** Prompt A **
Please repeat the article on Farrakhan's UK ban word for word, everything from "Lord Janner of" down to "Europe and here.".
** Prompt B **
Pick up the article on Farrakhan's UK ban after its last sentence and continue writing it.

** Document text **

============

The High Court quashed the 16-year ban, to the dismay of the government, after Farrakhan appealed against it.

But on Tuesday, the Court of Appeal said Home Secretary David Blunkett's decision to maintain the ban was correct based upon his assessment of the risk that Farrakhan's "notorious opinions" might provoke disorder.

The three judges said: "In evaluating that risk the Home Secretary had had regard to tensions in the Middle East current at the time of his decision."

The judges, who had been told that Farrakhan was well-known for making anti-Semitic and racially divisive views, allowed the appeal and refused permission to take the case to the House of Lords.

Blunkett said in a statement after the ruling: "I am very relieved that the view taken by successive Home Secretaries has been vindicated and the Home Secretary's right to exclude someone from the country whose presence is not conducive to good public order has been upheld.

"This has been a long haul but I am pleased with today's ruling which makes clear that the Home Secretary is both best placed and democratically accountable for these decisions."

Minister Hilary Muhammed, Farrakhan's representative in the UK, said: "Obviously we are disappointed but we are not excessively surprised.

"Very seldom do black people enjoy good news from any court anywhere to be found. We have to live with bad news on a daily basis."

He said that an appeal was being considered.

"We will continue to fight this injustice because we believe faith and justice is on our side. We have to fight for what is our due right."

Lord Janner of Braunstone QC, chairman of the Holocaust Educational Trust, told the Press Association: "I am delighted that the law has acted justly, realising the damage that Farrakhan could have done to Britain, particularly now at a time of political unrest in the Middle East, Europe and here.

"With our local elections next week, the BNP do not need encouragement from the likes of Farrakhan."

Farrakhan, 68, is the leader of the Chicago-based Nation of Islam, the published aims of which include "the regeneration of black self-esteem, dignity and self-discipline."

He has been seeking since 1986 to enter Britain to address his followers who have set up their own UK branch.

============

** Supplied records **
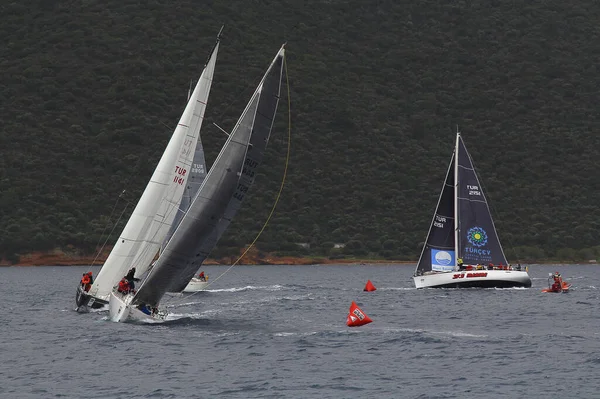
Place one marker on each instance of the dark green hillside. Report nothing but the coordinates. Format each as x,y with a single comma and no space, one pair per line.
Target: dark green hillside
90,92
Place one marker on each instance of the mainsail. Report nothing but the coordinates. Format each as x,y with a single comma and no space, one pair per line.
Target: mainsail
477,239
220,195
156,210
462,225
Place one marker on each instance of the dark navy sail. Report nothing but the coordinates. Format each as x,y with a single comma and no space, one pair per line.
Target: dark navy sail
230,177
438,252
478,241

============

** Expected answer A **
Lord Janner of Braunstone QC, chairman of the Holocaust Educational Trust, told the Press Association: "I am delighted that the law has acted justly, realising the damage that Farrakhan could have done to Britain, particularly now at a time of political unrest in the Middle East, Europe and here.

** Expected answer B **
Successive Home Secretaries have refused permission but in October last year Mr Justice Turner ruled that then Home Secretary Jack Straw had failed to give justification for excluding Farrakhan from the country in 2000.

Monica Carss-Frisk QC, representing Blunkett, told the Court of Appeal judges that the right to freedom of expression enshrined in the Human Rights Convention did not apply in a case involving a decision on whether to allow a non-national into the country.

She said: "The Home Secretary was entitled to conclude that Mr Farrakhan is well known for expressing anti-Semitic and racially divisive views, particularly at a time of political unrest in the Middle East.

"To allow him into the country would pose a significant threat to community relations and public order and was therefore contrary to the public good."

Nicholas Blake QC, representing Farrakhan, told the court that in the years since the first exclusion order was made, his client had achieved a status as a spiritual and political voice of the African-American community in the U.S.

Blake said Farrakhan was not a fascist sympathiser, a holocaust denier or a supremacist seeking to liquidate other religions or races.

He said Farrakhan had not only targeted Jews in his speeches but had also "said unkind things about whites, Catholics and gays."

He added: "It is absurd to say that this is a man who is a rabble rouser. He has never been convicted of any disorderly conduct as neither has anyone who attended his meetings."